**Exercise 1**
Set down the part of the electronic waste text below exactly, starting at "Manufacturers of electronic" and ending at "and energy savings).".

[BEGIN Text excerpt]

If we hear the term, selective waste collection, the first thing that comes to people’s mind is the, luckily more and more popular, practice of collecting separately plastic and metal, paper, and glass waste separately and selectively. However, selective waste collection cannot stop here: according to the European Union's survey, the fastest increasing type of waste is currently the electronic waste (e-waste). According to the European Commission's 2008 impact study, 8.3 to 9.1 million tonnes of e-waste were generated in 2005, which is projected to reach 12.3 million tonnes in Europe by 2020.
Manufacturers of electronic products and their operating instructions must indicate the following:
This crossed-out bucket signal warns that electronic equipment should not be placed in the communal waste collector: e-waste should be collected separately and selectively as well.
The two main reasons are
- e-waste is considered hazardous waste, and
- certain material fractions can be recycled so that they can be used as secondary raw materials in the manufacturing process (the use of secondary raw materials will result in substantial raw material and energy savings).

[END Text excerpt]

**Exercise 2**
Collect every line of the records below that contains the string "tree", matching case.

[BEGIN Extracted material]

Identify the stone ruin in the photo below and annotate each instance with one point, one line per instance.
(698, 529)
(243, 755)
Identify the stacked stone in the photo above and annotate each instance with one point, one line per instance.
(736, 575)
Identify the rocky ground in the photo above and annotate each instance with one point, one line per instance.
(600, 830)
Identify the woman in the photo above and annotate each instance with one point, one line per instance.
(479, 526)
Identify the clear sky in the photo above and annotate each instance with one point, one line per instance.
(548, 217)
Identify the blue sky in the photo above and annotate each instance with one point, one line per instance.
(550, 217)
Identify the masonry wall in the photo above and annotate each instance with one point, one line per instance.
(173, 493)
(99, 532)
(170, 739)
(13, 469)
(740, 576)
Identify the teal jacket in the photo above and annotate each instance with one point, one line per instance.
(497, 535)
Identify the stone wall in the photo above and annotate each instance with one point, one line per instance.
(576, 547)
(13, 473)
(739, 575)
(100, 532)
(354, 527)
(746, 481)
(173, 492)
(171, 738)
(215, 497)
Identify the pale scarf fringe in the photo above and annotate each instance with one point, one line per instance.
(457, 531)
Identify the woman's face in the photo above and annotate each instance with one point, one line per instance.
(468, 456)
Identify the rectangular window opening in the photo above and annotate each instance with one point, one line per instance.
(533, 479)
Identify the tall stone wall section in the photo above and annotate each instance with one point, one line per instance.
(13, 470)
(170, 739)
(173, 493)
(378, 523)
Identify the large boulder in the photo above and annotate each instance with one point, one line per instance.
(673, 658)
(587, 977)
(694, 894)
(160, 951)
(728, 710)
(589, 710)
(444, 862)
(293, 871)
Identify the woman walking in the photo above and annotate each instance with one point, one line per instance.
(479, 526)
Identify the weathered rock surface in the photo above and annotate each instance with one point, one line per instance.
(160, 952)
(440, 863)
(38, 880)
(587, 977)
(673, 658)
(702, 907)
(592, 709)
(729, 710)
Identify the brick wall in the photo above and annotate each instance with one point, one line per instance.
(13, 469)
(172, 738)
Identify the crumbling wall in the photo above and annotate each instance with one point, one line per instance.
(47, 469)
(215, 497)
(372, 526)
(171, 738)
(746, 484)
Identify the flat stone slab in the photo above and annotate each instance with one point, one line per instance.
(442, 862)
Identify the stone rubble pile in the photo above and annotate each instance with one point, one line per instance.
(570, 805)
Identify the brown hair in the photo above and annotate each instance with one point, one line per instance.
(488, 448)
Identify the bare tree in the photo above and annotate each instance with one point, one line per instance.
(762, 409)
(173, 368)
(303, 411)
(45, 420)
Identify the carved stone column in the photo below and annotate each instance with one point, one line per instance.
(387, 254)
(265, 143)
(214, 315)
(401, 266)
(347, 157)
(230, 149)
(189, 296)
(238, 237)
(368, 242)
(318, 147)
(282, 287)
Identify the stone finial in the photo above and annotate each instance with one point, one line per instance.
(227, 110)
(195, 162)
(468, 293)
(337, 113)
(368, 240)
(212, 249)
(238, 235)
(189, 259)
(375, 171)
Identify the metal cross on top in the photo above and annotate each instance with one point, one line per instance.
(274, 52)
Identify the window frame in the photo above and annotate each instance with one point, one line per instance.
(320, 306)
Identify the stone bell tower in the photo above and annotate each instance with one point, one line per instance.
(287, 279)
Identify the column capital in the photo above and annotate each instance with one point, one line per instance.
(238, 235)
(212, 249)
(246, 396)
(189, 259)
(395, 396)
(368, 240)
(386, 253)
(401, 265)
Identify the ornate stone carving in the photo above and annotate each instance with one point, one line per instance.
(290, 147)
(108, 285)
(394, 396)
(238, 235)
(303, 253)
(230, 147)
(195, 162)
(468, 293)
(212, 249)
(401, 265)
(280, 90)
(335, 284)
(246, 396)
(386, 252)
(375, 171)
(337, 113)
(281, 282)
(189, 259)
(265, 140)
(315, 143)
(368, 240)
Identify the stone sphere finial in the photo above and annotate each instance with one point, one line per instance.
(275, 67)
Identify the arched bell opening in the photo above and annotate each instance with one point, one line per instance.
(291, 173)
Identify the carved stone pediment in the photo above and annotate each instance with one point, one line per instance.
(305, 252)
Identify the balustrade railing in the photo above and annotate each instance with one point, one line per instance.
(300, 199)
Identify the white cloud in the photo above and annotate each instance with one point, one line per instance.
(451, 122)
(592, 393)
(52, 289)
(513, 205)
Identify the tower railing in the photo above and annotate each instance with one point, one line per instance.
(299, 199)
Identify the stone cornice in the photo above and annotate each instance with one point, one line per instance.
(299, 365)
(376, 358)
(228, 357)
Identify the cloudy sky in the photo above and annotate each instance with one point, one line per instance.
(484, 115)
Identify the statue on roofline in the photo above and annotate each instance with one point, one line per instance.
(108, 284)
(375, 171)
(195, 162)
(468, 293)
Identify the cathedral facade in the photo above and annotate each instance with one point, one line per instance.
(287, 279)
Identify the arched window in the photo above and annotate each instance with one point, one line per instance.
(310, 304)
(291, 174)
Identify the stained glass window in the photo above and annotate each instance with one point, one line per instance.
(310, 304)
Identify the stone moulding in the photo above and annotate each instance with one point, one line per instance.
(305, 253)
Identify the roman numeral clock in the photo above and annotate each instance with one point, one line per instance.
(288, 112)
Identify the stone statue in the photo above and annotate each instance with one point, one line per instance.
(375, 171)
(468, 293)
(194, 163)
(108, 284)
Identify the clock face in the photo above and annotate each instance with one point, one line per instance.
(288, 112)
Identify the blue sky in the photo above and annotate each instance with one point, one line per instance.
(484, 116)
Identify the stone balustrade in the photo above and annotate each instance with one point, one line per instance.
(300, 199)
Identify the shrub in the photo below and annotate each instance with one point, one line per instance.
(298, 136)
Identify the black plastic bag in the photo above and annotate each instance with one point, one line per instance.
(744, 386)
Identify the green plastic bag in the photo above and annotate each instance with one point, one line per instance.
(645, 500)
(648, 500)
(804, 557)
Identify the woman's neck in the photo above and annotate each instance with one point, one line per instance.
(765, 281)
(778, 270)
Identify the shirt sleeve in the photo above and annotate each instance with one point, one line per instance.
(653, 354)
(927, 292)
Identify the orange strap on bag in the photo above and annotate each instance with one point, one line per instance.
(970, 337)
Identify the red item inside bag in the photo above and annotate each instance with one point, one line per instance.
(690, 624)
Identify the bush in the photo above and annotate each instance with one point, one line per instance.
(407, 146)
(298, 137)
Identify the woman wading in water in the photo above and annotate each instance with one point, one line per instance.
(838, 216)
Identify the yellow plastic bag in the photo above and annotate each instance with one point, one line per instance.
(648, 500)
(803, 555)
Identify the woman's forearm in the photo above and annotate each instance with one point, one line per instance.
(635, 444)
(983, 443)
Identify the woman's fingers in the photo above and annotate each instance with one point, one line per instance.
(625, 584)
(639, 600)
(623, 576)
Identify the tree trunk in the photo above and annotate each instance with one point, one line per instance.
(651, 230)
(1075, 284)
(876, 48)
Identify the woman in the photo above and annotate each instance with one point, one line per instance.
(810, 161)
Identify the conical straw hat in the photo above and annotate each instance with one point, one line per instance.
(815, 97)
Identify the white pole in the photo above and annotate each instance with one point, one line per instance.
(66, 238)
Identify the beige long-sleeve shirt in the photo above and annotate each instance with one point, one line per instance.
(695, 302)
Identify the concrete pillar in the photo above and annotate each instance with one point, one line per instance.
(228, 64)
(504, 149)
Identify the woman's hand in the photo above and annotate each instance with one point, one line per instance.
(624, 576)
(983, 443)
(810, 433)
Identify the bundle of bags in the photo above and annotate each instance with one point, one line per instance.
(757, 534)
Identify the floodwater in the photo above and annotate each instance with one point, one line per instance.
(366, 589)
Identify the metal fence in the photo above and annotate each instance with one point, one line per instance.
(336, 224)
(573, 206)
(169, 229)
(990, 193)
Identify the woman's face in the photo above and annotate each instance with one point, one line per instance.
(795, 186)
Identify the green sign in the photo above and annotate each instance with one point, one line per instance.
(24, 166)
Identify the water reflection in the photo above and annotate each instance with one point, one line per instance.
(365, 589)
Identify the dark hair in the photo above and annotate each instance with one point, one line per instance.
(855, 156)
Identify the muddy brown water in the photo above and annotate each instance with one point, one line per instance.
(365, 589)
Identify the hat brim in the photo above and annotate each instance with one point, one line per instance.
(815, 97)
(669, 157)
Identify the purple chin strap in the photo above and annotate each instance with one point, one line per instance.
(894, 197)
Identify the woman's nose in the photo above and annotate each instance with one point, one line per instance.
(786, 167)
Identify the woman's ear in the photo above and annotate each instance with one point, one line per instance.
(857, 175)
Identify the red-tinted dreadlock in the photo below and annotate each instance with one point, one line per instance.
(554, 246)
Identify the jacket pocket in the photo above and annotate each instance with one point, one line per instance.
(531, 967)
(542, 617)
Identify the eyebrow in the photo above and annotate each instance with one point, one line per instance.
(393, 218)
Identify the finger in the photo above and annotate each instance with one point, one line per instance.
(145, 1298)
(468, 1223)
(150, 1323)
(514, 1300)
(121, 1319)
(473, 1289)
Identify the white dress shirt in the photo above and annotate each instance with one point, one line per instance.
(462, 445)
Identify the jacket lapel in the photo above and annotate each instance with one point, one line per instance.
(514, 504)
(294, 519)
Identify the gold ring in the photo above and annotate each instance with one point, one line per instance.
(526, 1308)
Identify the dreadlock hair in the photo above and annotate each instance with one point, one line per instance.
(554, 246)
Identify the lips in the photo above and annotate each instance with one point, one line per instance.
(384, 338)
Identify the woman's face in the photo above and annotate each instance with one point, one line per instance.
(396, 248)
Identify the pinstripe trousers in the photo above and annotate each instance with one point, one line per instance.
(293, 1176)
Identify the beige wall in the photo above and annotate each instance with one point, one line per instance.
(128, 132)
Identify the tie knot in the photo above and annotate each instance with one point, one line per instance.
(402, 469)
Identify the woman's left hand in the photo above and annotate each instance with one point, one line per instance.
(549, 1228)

[END Extracted material]

**Task solution 1**
Manufacturers of electronic products and their operating instructions must indicate the following:
This crossed-out bucket signal warns that electronic equipment should not be placed in the communal waste collector: e-waste should be collected separately and selectively as well.
The two main reasons are
- e-waste is considered hazardous waste, and
- certain material fractions can be recycled so that they can be used as secondary raw materials in the manufacturing process (the use of secondary raw materials will result in substantial raw material and energy savings).

**Task solution 2**
Identify the bare tree in the photo above and annotate each instance with one point, one line per instance.
Identify the tree trunk in the photo above and annotate each instance with one point, one line per instance.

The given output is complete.